• _Material for the task_:
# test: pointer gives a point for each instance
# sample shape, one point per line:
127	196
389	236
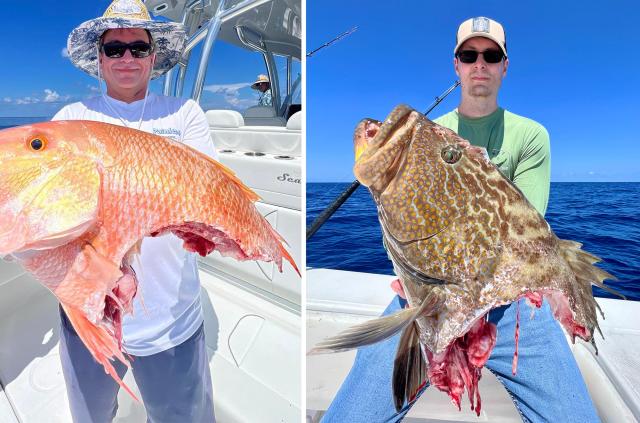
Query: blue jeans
548	386
175	384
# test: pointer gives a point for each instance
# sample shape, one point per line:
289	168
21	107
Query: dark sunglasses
116	49
490	56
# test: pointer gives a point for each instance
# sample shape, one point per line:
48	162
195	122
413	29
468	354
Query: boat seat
262	116
229	131
224	118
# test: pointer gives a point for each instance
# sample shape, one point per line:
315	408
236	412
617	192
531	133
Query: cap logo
480	25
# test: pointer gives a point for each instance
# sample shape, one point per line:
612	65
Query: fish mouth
379	146
375	134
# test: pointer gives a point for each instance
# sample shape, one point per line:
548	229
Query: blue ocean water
7	122
604	217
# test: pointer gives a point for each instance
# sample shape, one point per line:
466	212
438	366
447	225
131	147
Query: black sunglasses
116	49
490	56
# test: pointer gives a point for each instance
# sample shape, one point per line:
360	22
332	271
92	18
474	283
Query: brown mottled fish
463	240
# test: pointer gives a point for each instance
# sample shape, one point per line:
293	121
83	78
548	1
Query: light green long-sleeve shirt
518	146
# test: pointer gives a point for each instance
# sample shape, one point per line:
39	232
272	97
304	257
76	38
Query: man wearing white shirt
165	333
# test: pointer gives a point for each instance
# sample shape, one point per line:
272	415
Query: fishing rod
327	44
335	205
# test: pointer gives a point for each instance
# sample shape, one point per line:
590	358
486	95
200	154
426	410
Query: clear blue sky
575	68
38	79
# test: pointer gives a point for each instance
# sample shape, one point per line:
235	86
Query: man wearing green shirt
548	386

• _Brief_: Every entry should be returned exactly as written, minus the pictures.

• _Reply_:
# test: pointer gives a point for each instance
# sample shape, one point per line:
127	196
389	236
Query: blue jeans
548	386
175	384
# test: pointer gives a point for each instance
# sample shape, one point per line:
289	168
21	107
Query: dark sunglasses
116	49
490	56
# test: pointer gives a point for each instance
# sample shape, one point per line:
48	162
195	122
413	29
468	354
Query: boat seat
262	116
229	131
224	118
# test: pointer gives a point for each instance
# sample shape, one point per line:
315	408
236	412
617	192
531	133
Query: cap logo
480	25
# test: pointer gives a point for each instance
# sample shape, one point per line:
612	65
Query: fish mouth
379	146
375	134
# test: pointer gives a point for each instance
# sample shape, one point per line:
548	229
Query: blue ocean water
7	122
604	217
# test: pointer gives a point for each instance
# sample shape, one point per line:
466	212
438	366
447	225
131	147
Query: black sunglasses
116	49
490	56
# test: pointer gives a point for each instance
# sample shape, one point per line:
360	22
332	271
92	18
474	283
Query: brown mottled fish
463	240
# test: pointer gives a point for each instance
# sample shape, one point per line:
293	121
83	78
548	1
Query: light green long-sleeve shirt
518	146
# test: pointer gives a point for each instance
# sample shape, one point per line:
39	232
272	97
304	257
76	38
Query: man wearing white shirt
165	333
# test: pointer gives a point for each instance
# sample shape, one point per line:
272	415
Query: fishing rod
327	44
335	205
# test: pointer gives a point for each instance
# sample shape, one point per line:
590	358
486	95
200	154
426	410
Query: clear blue sky
575	68
38	79
# test: pointer gives a point for each instance
# sample shape, one point per line:
235	86
Query: man wearing green shirt
548	386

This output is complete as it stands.